• **Aim of the exercise**
How many lines in the entries below contain the word "hill"? Reply with the number only.

• **Supplied material**
◆ ◆ ◆

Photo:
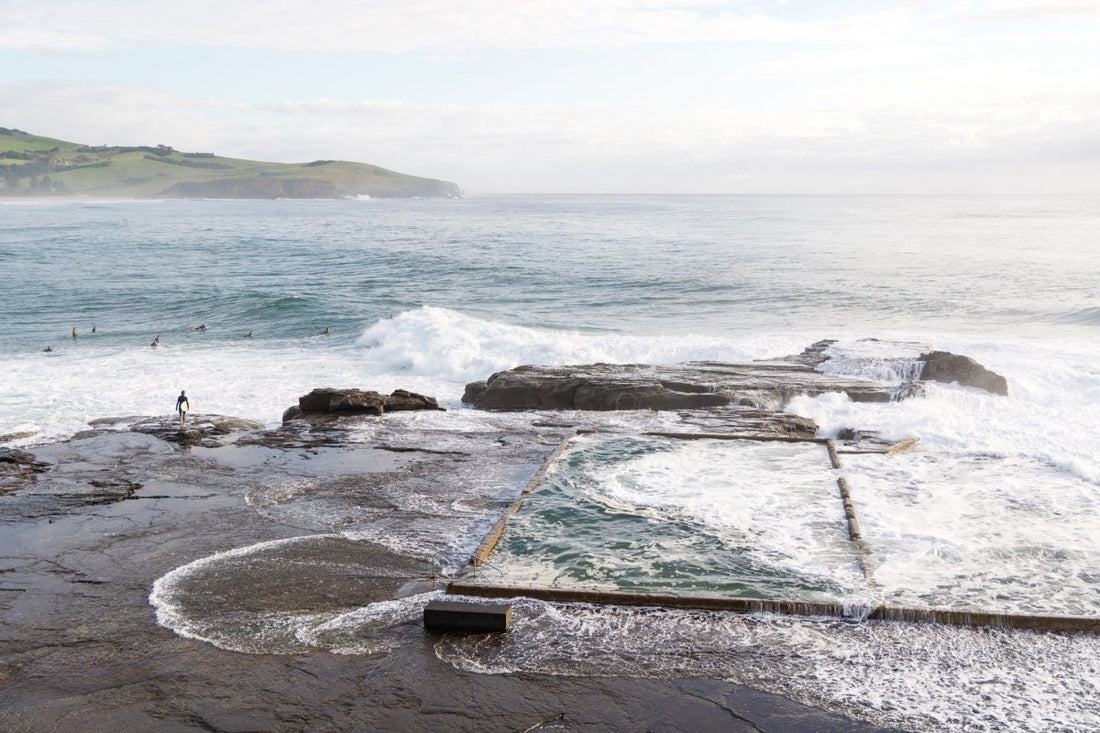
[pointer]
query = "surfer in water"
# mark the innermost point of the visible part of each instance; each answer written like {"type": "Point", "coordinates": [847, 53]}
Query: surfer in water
{"type": "Point", "coordinates": [180, 401]}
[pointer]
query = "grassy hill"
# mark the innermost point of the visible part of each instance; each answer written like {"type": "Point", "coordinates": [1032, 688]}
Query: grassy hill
{"type": "Point", "coordinates": [32, 165]}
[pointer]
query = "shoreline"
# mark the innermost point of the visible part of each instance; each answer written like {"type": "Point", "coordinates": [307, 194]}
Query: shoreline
{"type": "Point", "coordinates": [81, 643]}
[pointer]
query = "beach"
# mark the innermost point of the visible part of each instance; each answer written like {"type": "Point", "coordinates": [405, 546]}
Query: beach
{"type": "Point", "coordinates": [257, 571]}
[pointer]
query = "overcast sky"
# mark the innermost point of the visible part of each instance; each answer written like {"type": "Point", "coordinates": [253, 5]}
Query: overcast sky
{"type": "Point", "coordinates": [597, 96]}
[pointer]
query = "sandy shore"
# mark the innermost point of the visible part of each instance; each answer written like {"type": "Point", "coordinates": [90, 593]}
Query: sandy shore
{"type": "Point", "coordinates": [80, 648]}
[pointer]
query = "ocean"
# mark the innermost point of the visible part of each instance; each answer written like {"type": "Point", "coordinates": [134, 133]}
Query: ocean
{"type": "Point", "coordinates": [256, 303]}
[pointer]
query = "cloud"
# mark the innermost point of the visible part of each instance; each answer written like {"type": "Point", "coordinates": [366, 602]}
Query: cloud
{"type": "Point", "coordinates": [394, 26]}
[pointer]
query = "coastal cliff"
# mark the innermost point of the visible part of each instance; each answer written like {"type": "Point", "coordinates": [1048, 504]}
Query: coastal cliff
{"type": "Point", "coordinates": [32, 165]}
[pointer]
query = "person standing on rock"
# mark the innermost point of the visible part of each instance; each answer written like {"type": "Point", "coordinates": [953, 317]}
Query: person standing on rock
{"type": "Point", "coordinates": [183, 404]}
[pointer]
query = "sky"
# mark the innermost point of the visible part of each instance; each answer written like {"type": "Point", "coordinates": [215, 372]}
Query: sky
{"type": "Point", "coordinates": [574, 96]}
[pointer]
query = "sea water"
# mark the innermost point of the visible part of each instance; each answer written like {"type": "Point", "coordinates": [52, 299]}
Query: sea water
{"type": "Point", "coordinates": [998, 504]}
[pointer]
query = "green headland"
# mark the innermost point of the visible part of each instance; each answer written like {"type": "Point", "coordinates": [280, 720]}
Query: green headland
{"type": "Point", "coordinates": [32, 165]}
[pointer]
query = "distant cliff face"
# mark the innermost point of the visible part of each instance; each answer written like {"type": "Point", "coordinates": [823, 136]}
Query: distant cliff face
{"type": "Point", "coordinates": [253, 188]}
{"type": "Point", "coordinates": [306, 188]}
{"type": "Point", "coordinates": [32, 165]}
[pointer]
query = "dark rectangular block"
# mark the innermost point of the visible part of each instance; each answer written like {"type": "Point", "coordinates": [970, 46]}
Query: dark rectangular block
{"type": "Point", "coordinates": [464, 616]}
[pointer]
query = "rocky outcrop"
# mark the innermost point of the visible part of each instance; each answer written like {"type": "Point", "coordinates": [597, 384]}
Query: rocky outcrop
{"type": "Point", "coordinates": [694, 385]}
{"type": "Point", "coordinates": [253, 188]}
{"type": "Point", "coordinates": [331, 402]}
{"type": "Point", "coordinates": [18, 467]}
{"type": "Point", "coordinates": [947, 367]}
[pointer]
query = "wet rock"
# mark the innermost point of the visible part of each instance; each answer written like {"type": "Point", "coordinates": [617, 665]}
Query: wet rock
{"type": "Point", "coordinates": [331, 402]}
{"type": "Point", "coordinates": [694, 385]}
{"type": "Point", "coordinates": [947, 367]}
{"type": "Point", "coordinates": [403, 400]}
{"type": "Point", "coordinates": [327, 401]}
{"type": "Point", "coordinates": [19, 468]}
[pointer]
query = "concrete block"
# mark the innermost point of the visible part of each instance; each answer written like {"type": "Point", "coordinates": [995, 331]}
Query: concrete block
{"type": "Point", "coordinates": [465, 616]}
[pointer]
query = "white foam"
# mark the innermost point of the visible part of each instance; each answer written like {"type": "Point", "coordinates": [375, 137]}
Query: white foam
{"type": "Point", "coordinates": [914, 677]}
{"type": "Point", "coordinates": [430, 350]}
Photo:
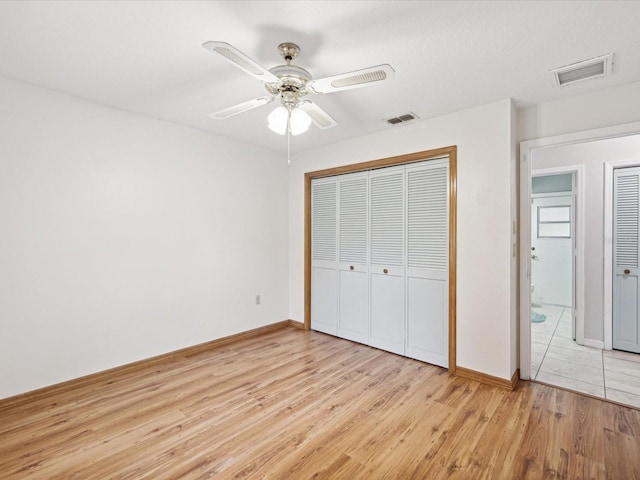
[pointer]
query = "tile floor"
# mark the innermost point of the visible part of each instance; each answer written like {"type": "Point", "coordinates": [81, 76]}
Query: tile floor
{"type": "Point", "coordinates": [557, 360]}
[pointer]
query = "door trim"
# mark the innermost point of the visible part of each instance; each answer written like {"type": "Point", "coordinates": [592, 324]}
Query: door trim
{"type": "Point", "coordinates": [577, 306]}
{"type": "Point", "coordinates": [446, 152]}
{"type": "Point", "coordinates": [526, 150]}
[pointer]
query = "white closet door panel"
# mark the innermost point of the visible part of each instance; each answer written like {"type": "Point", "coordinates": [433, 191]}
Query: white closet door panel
{"type": "Point", "coordinates": [427, 334]}
{"type": "Point", "coordinates": [387, 218]}
{"type": "Point", "coordinates": [387, 313]}
{"type": "Point", "coordinates": [324, 221]}
{"type": "Point", "coordinates": [626, 233]}
{"type": "Point", "coordinates": [353, 220]}
{"type": "Point", "coordinates": [353, 313]}
{"type": "Point", "coordinates": [428, 217]}
{"type": "Point", "coordinates": [625, 331]}
{"type": "Point", "coordinates": [324, 271]}
{"type": "Point", "coordinates": [324, 300]}
{"type": "Point", "coordinates": [353, 321]}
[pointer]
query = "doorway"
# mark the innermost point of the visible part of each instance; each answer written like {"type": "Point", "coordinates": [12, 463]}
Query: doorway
{"type": "Point", "coordinates": [553, 269]}
{"type": "Point", "coordinates": [594, 155]}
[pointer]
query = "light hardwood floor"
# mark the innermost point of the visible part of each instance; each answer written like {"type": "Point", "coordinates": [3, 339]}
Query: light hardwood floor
{"type": "Point", "coordinates": [295, 405]}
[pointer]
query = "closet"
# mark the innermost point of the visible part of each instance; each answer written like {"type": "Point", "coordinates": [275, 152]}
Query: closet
{"type": "Point", "coordinates": [380, 258]}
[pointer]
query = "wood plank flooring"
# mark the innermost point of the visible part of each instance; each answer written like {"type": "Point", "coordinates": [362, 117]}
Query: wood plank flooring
{"type": "Point", "coordinates": [292, 404]}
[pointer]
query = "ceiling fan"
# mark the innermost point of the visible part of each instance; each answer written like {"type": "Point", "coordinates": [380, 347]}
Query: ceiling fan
{"type": "Point", "coordinates": [291, 85]}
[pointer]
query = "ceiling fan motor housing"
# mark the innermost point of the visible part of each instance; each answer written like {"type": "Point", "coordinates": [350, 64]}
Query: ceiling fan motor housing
{"type": "Point", "coordinates": [292, 85]}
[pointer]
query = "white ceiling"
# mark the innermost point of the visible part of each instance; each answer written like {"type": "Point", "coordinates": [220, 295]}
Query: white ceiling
{"type": "Point", "coordinates": [146, 56]}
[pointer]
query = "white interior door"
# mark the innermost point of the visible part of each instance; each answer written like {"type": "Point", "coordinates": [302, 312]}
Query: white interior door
{"type": "Point", "coordinates": [324, 271]}
{"type": "Point", "coordinates": [626, 221]}
{"type": "Point", "coordinates": [386, 268]}
{"type": "Point", "coordinates": [427, 337]}
{"type": "Point", "coordinates": [552, 232]}
{"type": "Point", "coordinates": [353, 303]}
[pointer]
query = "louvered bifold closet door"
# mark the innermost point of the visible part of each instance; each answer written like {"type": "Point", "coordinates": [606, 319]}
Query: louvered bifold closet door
{"type": "Point", "coordinates": [386, 269]}
{"type": "Point", "coordinates": [324, 256]}
{"type": "Point", "coordinates": [427, 270]}
{"type": "Point", "coordinates": [353, 303]}
{"type": "Point", "coordinates": [626, 224]}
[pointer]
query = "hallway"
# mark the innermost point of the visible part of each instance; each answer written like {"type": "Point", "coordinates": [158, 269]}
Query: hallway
{"type": "Point", "coordinates": [558, 360]}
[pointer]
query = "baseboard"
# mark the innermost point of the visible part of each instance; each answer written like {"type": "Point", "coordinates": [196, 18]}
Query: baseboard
{"type": "Point", "coordinates": [489, 379]}
{"type": "Point", "coordinates": [101, 376]}
{"type": "Point", "coordinates": [296, 324]}
{"type": "Point", "coordinates": [593, 343]}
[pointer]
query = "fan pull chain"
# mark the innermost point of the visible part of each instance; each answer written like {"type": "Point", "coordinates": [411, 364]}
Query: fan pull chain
{"type": "Point", "coordinates": [289, 136]}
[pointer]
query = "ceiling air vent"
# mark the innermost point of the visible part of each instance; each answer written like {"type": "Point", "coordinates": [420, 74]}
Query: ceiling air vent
{"type": "Point", "coordinates": [577, 72]}
{"type": "Point", "coordinates": [402, 118]}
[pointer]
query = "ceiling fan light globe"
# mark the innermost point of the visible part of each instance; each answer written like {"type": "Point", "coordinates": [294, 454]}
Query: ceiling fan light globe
{"type": "Point", "coordinates": [278, 120]}
{"type": "Point", "coordinates": [300, 121]}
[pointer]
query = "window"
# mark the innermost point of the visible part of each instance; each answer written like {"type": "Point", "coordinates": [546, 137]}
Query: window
{"type": "Point", "coordinates": [554, 222]}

◆ ◆ ◆

• **Reply to the task**
2